=== TEXTE DE LECTURE ===

ÉCHOS
28 Jan 2015

Autocensure au Pavillon Vendôme de Clichy: du «Silence» de Zoulikha Bouabdellah à l’inertie du maire

Pg_Obadia16LuChao01bMonument
@

Le retrait d’une œuvre de l’exposition"Femina ou la réappropriation des modèles" par crainte d’incidents pose la double question de la gestion de la liberté d’expression dans un contexte post-attentats mais encore du soutien des pouvoirs publics en pareilles circonstances.

Durant l’accrochage de sa nouvelle exposition, la direction du centre d’art du Pavillon Vendôme a été averti par la Mairie de Clichy-La-Garenne d’un courrier de la Fédération des associations musulmanes de la ville (la FEDAM Clichy) les mettant en garde contre d’éventuels «incidents » liée à la programmation prévue. L’association s’inquiètent de débordements et demande, par mesure préventive, l’annulation de l’événement culturel. En cause, une pièce de l’artiste franco-algérienne Zoulikha Bouabdellah intitulée Silence (quelle ironie!): des tapis de prière découpés en leurs centres où sont posés des paires d’escarpins dorés. Créée en 2007-2008, la pièce a été déjà montrée plusieurs fois, à travers le monde, sans aucun souci.

===

**CONSIGNE**
D'après le texte de lecture, pourquoi la Fédération des associations musulmanes de Clichy demande-t-elle l'annulation de l'événement ? Répondez en une à trois phrases. Les enregistrements n'ont aucun lien avec le texte de lecture.

=== DONNÉES ===

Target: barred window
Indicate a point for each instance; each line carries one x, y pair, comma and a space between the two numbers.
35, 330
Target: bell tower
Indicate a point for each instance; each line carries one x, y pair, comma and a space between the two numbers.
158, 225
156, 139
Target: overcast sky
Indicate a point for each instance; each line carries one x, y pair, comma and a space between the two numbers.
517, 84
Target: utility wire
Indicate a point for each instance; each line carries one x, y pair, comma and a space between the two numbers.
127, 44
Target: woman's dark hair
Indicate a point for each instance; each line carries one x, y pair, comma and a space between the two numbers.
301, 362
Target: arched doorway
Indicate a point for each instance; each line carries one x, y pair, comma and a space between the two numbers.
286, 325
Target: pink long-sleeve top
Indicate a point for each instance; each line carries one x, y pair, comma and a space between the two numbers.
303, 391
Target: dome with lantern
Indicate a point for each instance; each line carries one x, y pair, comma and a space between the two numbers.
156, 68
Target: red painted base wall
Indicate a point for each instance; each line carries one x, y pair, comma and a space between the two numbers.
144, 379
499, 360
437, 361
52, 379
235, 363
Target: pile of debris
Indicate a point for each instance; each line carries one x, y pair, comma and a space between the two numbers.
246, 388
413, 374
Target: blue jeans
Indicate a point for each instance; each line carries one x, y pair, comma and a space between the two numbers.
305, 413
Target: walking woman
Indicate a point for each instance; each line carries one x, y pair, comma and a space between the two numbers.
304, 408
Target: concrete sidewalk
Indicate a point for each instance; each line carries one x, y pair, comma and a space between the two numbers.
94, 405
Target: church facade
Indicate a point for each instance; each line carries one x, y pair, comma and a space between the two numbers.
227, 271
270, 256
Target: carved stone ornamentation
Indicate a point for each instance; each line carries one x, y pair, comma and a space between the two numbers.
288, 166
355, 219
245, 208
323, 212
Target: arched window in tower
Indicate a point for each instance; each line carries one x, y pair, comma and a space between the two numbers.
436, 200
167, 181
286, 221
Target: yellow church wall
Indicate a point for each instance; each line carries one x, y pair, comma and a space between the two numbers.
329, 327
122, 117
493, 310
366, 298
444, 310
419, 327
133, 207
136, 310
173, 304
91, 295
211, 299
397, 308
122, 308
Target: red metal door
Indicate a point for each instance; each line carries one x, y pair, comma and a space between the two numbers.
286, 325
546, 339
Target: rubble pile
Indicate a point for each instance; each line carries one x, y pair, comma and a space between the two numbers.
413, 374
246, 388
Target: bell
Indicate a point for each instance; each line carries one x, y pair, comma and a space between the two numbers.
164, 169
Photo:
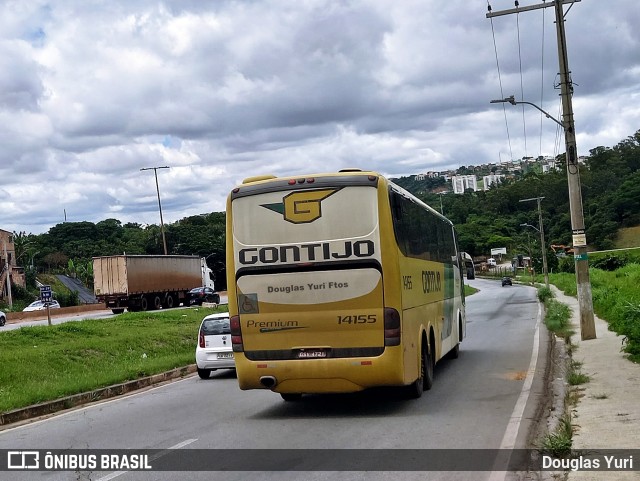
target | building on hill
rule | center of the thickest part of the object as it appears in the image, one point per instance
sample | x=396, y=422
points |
x=491, y=179
x=461, y=183
x=8, y=266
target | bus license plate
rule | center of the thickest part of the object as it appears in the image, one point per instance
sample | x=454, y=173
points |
x=312, y=354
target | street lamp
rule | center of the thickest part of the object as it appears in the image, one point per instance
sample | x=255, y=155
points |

===

**CORRIGÉ**
Elle s'inquiète de débordements et demande l'annulation par mesure préventive, en mettant en garde contre d'éventuels « incidents » liés à la programmation. En cause se trouve la pièce Silence de Zoulikha Bouabdellah : des tapis de prière découpés en leur centre, où sont posées des paires d'escarpins dorés.